QUOTED TEXT
####################

Toddlers are known to be a challenge at times. Tantrums over broken cookies, insistence on hearing “Goodnight Moon” for the 11th time in one night, etc. They can be adorably cute and amazingly difficult in the same 15 minute period! But lurking inside chaotic toddler behavior may be signs of genius. Really. Here are two important signs of giftedness that emerge before 12 months of age:
- Makes eye contact early and frequently. The gifted baby seems incredibly alert and appears to be constantly aware of what is going on around her.
- Resists being left alone without anything to do; wants interaction with you and with the world. Novelty energizes the gifted baby in a way that nothing else does.
Yes, the gifted baby is taking notes and making plans. Once she can move, she is into everything. The things that fascinate her might be objects you never suspected an infant would even notice. She may have abandoned those rattles very early in life. She might not be interested in chewy toys or tags on toys. In fact, one of the signs of a gifted baby can be a distinct disinterest in chewing on books and toys. They realize that these objects have another (higher) purpose!

####################

SUPPLIED INFORMATION
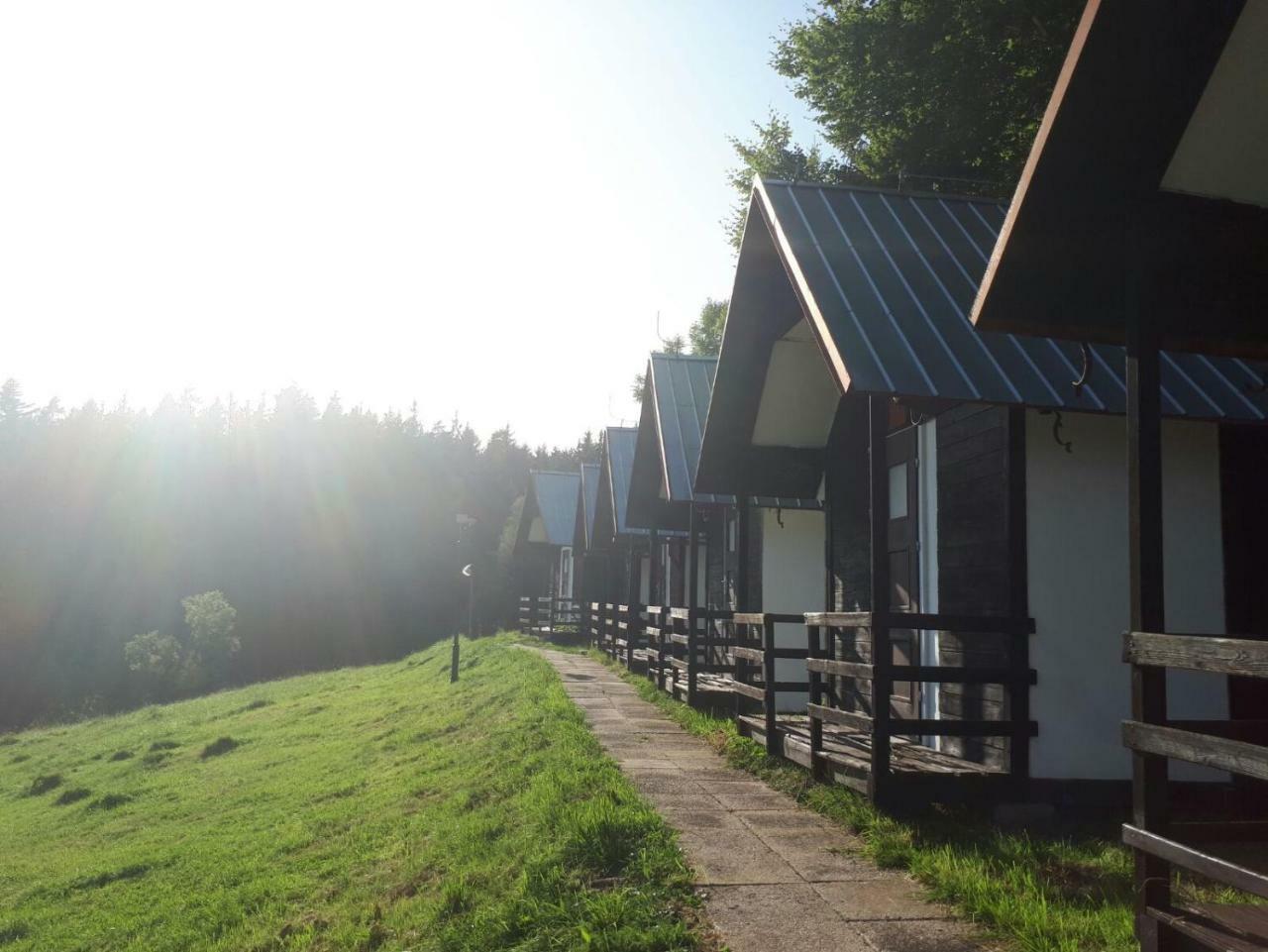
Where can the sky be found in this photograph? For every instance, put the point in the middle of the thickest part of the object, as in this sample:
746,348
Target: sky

####################

THE TASK
Answer these about the text on signs of giftedness in babies:
1. Before what age do the two important signs emerge?
2. What energizes the gifted baby in a way nothing else does?
3. Chewing on what can a gifted baby show a distinct disinterest in?
The data play no part in what comes next.

COMPLETE RESPONSE
1. 12 months
2. Novelty
3. Books and toys